**What is required**. Copy the Branson court-case article starting with "Sir Richard Branson has" and going on through "various franchise bids.", switching "billionaire tycoon" to "business magnate".

Sir Richard Branson loses Virgin Trains High Court battle

Sir Richard Branson loses Virgin Trains High Court battle after being stripped of West Coast rail franchise

Sir Richard Branson has lost a High Court battle with the Government after being stripped of the lucrative West Coast rail franchise he ran for more than 20 years.

In another blow for the billionaire tycoon, a judge dismissed a case brought by Virgin Rail, Stagecoach and France’s SNCF against the Department for Transport (DfT) over various franchise bids.

Virgin joined the lawsuit after its joint bid with Stagecoach to renew their contract to run the West Coast Main Line, which runs from London to Glasgow, was blocked at the 11th hour last year.

Derailed: Richard Branson had run the West Coast franchise, which runs from London to Glasgow, since 1997

The companies refused to commit to taking on the long-term pensions liabilities of rail workers, claiming it was the first time firms had ever been asked to do so.

Stagecoach tried to sue the Government for acting unlawfully in the way it carried out the competitive process for the West Coast, as well as the South Eastern and East Midlands franchises.

But Mr Justice Stuart Smith yesterday dismissed the claims and said all of the bidders would have known that pushing back on the pensions element ‘gave rise to a serious risk’ of being disqualified.

**Dataset records**.
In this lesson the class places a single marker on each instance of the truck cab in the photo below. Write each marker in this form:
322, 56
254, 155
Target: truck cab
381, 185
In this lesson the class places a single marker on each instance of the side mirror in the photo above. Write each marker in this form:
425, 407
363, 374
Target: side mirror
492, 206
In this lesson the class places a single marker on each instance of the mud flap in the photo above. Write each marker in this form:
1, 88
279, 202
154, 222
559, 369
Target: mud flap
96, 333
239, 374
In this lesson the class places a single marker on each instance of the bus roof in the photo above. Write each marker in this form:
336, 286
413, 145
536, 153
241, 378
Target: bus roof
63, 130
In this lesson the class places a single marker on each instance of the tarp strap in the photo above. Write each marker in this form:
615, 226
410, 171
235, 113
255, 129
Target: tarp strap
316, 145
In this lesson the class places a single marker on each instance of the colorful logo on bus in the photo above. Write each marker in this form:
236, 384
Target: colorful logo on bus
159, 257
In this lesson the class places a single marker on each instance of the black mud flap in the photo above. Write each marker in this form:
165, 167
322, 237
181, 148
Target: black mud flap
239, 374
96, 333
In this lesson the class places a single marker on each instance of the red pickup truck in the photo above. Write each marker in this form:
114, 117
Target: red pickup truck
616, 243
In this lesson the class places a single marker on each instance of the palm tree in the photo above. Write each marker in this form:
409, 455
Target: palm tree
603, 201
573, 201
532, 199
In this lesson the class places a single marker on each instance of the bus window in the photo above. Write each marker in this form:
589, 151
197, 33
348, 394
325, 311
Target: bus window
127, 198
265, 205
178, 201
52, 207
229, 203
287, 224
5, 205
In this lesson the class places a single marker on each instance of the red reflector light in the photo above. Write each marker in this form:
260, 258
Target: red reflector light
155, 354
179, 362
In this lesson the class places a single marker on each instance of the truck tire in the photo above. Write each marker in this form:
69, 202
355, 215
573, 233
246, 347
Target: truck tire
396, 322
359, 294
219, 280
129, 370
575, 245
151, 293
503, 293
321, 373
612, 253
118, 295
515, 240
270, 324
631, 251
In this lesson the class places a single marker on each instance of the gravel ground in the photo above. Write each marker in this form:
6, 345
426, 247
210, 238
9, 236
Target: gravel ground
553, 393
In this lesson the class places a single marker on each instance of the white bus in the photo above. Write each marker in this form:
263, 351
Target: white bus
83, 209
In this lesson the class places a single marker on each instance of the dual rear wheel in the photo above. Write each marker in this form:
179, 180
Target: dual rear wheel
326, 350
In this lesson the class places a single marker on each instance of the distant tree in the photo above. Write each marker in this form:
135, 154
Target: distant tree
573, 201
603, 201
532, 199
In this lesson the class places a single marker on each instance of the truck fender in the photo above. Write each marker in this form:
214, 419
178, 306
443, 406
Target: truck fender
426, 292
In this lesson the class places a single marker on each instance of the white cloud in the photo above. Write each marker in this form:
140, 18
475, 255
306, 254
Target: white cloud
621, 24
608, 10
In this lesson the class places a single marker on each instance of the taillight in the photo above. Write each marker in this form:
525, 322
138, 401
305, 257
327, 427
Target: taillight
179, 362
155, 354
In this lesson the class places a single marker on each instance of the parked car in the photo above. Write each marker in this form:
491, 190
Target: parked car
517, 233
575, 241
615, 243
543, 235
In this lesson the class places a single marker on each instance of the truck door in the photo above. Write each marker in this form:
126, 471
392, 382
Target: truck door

**Expected answer**.
Sir Richard Branson has lost a High Court battle with the Government after being stripped of the lucrative West Coast rail franchise he ran for more than 20 years.

In another blow for the business magnate, a judge dismissed a case brought by Virgin Rail, Stagecoach and France’s SNCF against the Department for Transport (DfT) over various franchise bids.